-- Input records start --
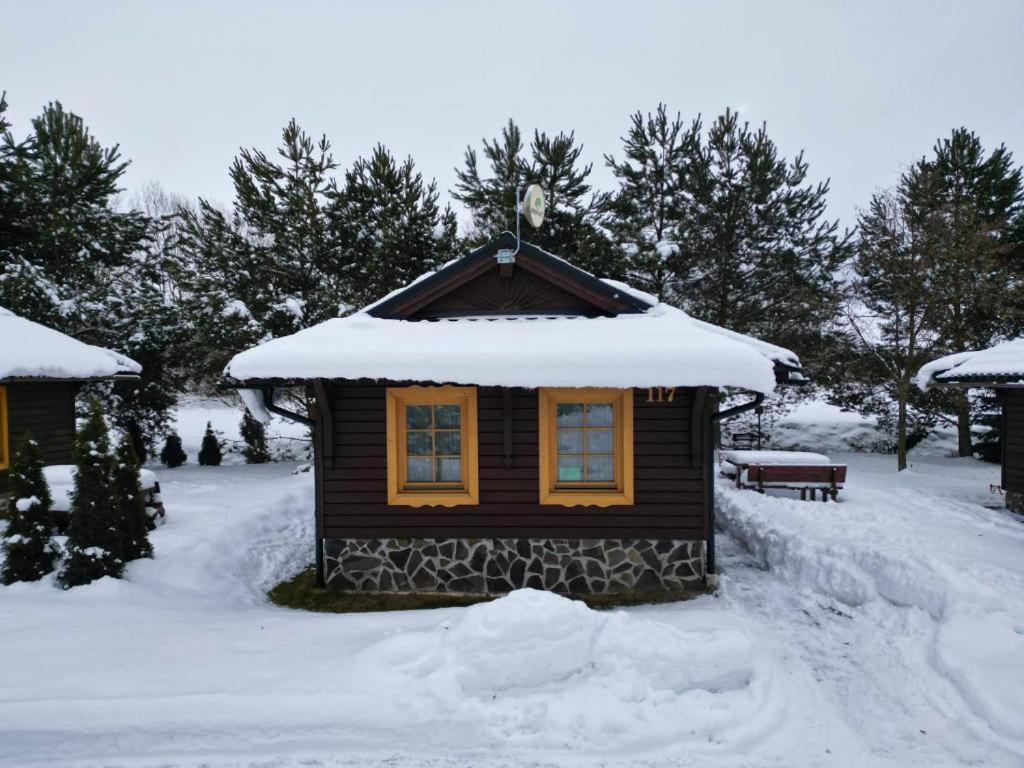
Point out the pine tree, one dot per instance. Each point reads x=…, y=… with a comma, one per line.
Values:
x=970, y=204
x=892, y=316
x=134, y=522
x=29, y=550
x=269, y=267
x=72, y=260
x=644, y=215
x=756, y=254
x=172, y=455
x=571, y=228
x=389, y=226
x=94, y=535
x=209, y=452
x=254, y=435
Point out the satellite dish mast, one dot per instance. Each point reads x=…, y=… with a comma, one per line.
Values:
x=536, y=207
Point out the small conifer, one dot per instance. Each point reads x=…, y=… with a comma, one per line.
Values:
x=128, y=494
x=209, y=453
x=172, y=455
x=256, y=451
x=94, y=536
x=29, y=550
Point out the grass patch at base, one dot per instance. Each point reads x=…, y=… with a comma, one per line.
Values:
x=302, y=593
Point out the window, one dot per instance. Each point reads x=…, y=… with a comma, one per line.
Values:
x=431, y=445
x=4, y=441
x=586, y=446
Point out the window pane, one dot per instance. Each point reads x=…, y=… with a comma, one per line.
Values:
x=569, y=414
x=449, y=443
x=599, y=415
x=446, y=417
x=417, y=417
x=599, y=468
x=449, y=470
x=419, y=470
x=599, y=440
x=569, y=469
x=419, y=443
x=569, y=440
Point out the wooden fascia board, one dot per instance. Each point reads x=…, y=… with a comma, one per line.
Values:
x=537, y=266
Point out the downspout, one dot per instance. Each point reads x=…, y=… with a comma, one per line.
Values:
x=742, y=408
x=268, y=403
x=306, y=421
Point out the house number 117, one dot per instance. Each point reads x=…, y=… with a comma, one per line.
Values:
x=660, y=394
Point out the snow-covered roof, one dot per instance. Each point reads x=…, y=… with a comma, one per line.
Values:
x=660, y=347
x=1001, y=364
x=34, y=351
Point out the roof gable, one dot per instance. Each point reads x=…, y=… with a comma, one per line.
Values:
x=35, y=351
x=537, y=283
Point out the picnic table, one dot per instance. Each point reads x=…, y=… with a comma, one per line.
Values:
x=60, y=478
x=799, y=470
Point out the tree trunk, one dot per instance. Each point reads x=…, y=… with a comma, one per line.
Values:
x=901, y=432
x=964, y=426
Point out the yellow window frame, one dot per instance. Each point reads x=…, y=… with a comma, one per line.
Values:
x=399, y=491
x=604, y=495
x=4, y=428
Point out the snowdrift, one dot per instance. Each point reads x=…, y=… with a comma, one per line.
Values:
x=895, y=547
x=539, y=670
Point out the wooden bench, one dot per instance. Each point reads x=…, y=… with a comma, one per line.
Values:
x=813, y=477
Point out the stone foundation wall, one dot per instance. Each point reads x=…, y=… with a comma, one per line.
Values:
x=498, y=565
x=1015, y=501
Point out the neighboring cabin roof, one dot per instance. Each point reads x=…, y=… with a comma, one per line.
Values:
x=34, y=351
x=644, y=344
x=1003, y=364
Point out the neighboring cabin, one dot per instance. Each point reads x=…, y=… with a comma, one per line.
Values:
x=1000, y=368
x=512, y=421
x=41, y=371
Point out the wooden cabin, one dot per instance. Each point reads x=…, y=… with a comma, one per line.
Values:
x=512, y=421
x=999, y=368
x=41, y=371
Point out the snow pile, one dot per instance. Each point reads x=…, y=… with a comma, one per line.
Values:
x=660, y=347
x=816, y=425
x=32, y=350
x=537, y=669
x=957, y=563
x=1004, y=361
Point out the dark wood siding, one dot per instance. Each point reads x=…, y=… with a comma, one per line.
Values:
x=668, y=475
x=45, y=412
x=1013, y=439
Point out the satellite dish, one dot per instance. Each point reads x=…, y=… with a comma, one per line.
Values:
x=534, y=205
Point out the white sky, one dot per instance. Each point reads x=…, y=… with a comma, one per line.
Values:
x=863, y=87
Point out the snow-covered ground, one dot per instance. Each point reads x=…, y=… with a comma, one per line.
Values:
x=882, y=631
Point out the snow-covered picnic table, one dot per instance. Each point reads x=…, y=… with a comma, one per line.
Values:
x=801, y=470
x=784, y=458
x=60, y=478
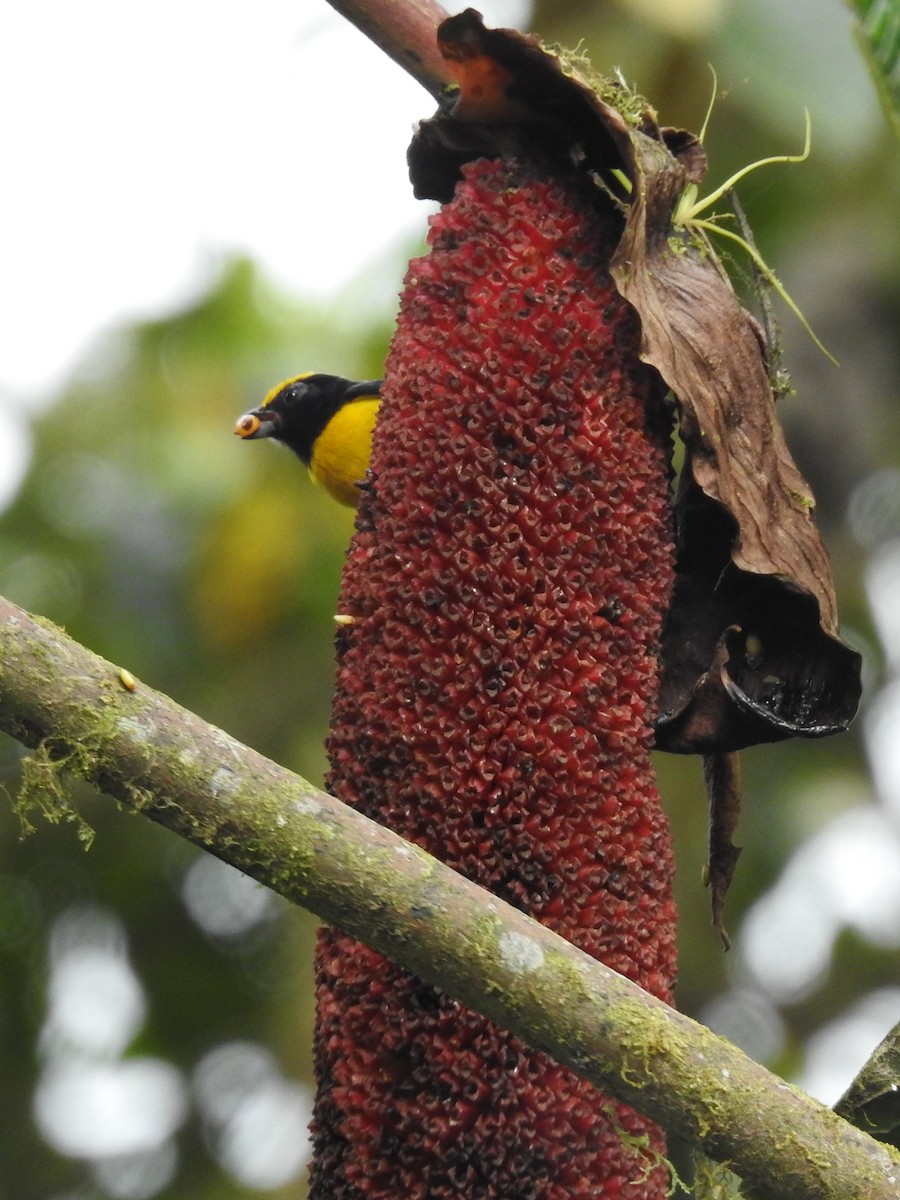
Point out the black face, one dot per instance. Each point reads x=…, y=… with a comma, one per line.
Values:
x=300, y=411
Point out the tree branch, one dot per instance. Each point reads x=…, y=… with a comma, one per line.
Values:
x=403, y=29
x=87, y=717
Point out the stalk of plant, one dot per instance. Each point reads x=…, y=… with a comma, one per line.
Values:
x=503, y=601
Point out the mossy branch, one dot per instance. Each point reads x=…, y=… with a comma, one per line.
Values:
x=93, y=719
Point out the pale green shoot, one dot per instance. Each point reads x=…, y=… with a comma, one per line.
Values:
x=688, y=214
x=689, y=208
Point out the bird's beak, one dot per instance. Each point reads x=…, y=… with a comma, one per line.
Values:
x=258, y=423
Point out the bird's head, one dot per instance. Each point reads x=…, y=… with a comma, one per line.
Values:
x=294, y=413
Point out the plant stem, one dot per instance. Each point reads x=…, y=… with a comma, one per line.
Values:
x=147, y=751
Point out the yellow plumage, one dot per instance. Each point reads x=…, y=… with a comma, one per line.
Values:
x=341, y=453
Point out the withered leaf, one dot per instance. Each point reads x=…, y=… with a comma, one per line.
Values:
x=750, y=648
x=721, y=773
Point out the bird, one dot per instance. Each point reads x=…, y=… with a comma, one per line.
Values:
x=328, y=421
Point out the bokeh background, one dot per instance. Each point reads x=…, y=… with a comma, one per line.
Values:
x=198, y=202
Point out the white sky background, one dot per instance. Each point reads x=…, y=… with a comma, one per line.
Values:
x=142, y=143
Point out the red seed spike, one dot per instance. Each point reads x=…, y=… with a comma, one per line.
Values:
x=514, y=387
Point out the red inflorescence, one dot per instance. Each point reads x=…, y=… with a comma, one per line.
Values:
x=508, y=579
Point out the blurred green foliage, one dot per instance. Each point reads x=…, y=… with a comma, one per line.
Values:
x=210, y=568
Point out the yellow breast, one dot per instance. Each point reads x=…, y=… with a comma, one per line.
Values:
x=341, y=453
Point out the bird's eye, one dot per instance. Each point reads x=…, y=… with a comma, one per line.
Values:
x=247, y=425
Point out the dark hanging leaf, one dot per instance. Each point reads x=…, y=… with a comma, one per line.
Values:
x=750, y=651
x=873, y=1099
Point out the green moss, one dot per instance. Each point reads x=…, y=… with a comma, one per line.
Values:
x=43, y=793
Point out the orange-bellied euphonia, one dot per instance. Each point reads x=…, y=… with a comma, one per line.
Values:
x=327, y=421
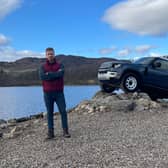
-- Input records end --
» **Brief**:
Reproduce everything from the line containing "Point out the orange-bellied" down to the end of the entries, without the pictures.

» **Answer in full**:
Point out the orange-bellied euphonia, one dot per instance. Each point reads x=…, y=… with a comma, one per line.
Values:
x=327, y=421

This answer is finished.